WHAT TO DO> Isolate every line in the data with the string "below" and copy it.

Records from a collection

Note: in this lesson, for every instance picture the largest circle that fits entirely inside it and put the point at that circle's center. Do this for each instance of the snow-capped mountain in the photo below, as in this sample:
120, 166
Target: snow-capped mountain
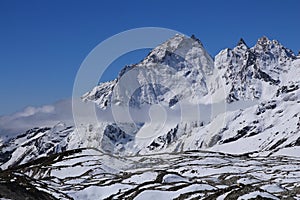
254, 94
173, 71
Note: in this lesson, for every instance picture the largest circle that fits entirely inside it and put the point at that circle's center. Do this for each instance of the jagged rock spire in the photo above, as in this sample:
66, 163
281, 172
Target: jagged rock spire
242, 42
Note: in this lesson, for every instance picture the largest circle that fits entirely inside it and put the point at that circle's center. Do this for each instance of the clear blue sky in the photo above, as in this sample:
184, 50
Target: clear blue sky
43, 43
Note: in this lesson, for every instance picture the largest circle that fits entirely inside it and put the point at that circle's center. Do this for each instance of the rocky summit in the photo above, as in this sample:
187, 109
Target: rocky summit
226, 127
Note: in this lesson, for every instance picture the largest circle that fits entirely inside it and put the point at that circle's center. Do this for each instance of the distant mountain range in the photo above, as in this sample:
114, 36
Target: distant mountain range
244, 103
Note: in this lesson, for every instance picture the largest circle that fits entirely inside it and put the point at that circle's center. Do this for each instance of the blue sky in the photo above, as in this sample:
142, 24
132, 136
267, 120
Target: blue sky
43, 43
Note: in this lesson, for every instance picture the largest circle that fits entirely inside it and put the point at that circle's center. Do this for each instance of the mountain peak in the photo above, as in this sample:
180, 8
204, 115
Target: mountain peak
242, 43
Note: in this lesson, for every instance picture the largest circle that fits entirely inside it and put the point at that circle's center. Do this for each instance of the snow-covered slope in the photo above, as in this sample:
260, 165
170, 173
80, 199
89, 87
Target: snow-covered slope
181, 70
173, 71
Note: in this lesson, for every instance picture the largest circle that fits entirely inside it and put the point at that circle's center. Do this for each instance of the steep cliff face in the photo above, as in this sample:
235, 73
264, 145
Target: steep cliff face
181, 70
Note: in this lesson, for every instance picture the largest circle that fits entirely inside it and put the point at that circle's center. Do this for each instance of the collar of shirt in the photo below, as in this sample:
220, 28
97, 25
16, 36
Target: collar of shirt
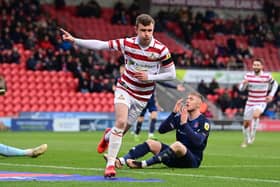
152, 43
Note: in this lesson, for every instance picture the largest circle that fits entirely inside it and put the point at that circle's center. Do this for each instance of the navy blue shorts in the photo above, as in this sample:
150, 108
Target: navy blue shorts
151, 106
187, 161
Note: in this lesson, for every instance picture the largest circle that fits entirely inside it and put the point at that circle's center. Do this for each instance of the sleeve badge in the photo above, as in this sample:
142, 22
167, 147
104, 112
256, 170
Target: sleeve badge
206, 126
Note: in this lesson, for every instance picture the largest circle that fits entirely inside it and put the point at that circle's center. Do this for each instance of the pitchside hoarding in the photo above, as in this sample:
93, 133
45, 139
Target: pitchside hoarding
32, 124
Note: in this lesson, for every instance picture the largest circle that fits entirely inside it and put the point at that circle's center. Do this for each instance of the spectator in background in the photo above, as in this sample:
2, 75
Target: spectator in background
90, 9
59, 4
202, 88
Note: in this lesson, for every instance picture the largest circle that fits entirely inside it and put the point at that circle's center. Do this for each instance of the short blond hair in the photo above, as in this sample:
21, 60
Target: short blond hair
144, 19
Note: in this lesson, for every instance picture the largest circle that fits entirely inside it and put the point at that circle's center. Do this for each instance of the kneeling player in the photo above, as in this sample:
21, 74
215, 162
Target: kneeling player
192, 131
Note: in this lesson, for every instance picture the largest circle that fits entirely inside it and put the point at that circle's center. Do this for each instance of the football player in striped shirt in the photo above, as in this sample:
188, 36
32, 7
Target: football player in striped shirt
261, 90
146, 60
192, 131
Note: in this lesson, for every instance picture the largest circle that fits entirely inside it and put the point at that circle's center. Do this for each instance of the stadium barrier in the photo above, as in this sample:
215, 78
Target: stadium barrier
84, 121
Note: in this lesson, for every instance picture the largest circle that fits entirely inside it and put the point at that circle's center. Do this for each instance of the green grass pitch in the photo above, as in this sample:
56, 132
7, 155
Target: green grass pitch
224, 164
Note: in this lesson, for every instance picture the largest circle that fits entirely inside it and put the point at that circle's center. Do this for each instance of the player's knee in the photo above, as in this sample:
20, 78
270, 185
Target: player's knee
154, 146
178, 148
121, 123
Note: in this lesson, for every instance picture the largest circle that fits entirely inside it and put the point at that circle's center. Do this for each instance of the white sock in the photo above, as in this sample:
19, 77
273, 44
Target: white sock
255, 124
246, 133
115, 142
122, 160
107, 135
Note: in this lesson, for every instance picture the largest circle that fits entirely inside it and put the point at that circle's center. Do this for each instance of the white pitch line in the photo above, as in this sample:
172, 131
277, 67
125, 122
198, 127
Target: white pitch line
240, 166
244, 156
275, 181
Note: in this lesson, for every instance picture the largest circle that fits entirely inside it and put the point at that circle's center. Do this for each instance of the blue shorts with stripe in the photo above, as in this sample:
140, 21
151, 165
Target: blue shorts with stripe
187, 161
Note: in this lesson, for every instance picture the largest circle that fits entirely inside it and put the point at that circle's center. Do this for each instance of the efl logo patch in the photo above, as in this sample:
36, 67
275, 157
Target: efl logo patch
121, 97
206, 126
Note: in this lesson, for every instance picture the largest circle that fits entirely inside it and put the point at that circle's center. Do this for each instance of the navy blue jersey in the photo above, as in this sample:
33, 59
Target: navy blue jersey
193, 134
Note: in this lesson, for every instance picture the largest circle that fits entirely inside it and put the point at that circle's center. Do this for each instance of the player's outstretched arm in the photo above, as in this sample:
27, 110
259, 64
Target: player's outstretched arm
89, 44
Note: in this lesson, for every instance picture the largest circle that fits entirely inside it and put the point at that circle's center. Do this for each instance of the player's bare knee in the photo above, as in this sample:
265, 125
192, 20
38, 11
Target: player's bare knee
178, 148
154, 146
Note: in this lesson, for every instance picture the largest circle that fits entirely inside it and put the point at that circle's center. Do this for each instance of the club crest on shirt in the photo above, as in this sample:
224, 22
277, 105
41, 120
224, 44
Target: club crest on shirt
121, 97
153, 56
206, 126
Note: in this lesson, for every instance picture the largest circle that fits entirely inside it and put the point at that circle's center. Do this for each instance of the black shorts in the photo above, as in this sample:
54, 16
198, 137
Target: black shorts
187, 161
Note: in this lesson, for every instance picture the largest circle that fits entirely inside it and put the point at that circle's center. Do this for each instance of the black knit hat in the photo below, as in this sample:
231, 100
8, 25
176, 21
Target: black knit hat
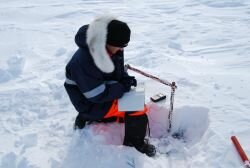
118, 34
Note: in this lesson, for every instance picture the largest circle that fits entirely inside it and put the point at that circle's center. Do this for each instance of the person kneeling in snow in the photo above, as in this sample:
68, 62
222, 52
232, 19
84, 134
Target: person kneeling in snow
96, 79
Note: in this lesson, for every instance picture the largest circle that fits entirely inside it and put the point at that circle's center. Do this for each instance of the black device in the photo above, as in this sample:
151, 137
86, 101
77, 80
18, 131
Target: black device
158, 97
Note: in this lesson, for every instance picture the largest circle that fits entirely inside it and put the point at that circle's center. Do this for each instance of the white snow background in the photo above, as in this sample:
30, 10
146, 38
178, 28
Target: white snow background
202, 45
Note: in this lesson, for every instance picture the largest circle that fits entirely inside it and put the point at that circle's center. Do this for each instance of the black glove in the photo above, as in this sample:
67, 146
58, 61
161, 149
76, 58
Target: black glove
127, 82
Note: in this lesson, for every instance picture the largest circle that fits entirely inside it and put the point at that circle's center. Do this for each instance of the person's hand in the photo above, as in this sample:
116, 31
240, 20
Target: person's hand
127, 82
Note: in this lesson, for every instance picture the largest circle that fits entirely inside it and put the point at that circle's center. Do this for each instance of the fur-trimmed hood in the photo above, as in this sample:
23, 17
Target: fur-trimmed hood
94, 36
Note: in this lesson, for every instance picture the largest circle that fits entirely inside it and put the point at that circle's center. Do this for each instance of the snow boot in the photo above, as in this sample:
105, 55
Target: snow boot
135, 132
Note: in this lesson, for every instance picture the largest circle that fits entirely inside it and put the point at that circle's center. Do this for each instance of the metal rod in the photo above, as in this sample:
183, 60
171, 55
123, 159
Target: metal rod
172, 85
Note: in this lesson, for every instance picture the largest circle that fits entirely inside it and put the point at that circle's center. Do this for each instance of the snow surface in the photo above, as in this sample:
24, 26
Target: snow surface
202, 45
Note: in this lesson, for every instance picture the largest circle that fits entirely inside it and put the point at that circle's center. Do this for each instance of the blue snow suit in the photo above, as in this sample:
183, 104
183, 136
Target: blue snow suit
90, 90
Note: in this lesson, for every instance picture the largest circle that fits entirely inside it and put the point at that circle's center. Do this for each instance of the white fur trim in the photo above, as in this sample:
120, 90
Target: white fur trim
96, 40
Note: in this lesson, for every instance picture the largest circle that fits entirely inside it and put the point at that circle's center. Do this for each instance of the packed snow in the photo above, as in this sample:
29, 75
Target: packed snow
202, 45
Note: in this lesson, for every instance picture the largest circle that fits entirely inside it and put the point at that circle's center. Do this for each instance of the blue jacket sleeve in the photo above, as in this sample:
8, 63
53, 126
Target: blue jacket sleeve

RESPONSE TO THIS TASK>
Note: in this lesson, for every instance picture the largest circle that fits entirely inside it and put the point at that circle's center. Do this for each instance of the snow-capped mountain in the photo below, as in this sample:
Note: in this lesson, for every instance picture the largest circle that fits entirely inside it and put the point at that circle's center. Do this for each instance of the collar of shirt in the photo below, as in this sample:
Note: in this lesson, for every instance picture the largest circle that fits entirely inside it and put the point at that circle's center. Do this for each instance of the black knit hat in the photo below, as in this sample:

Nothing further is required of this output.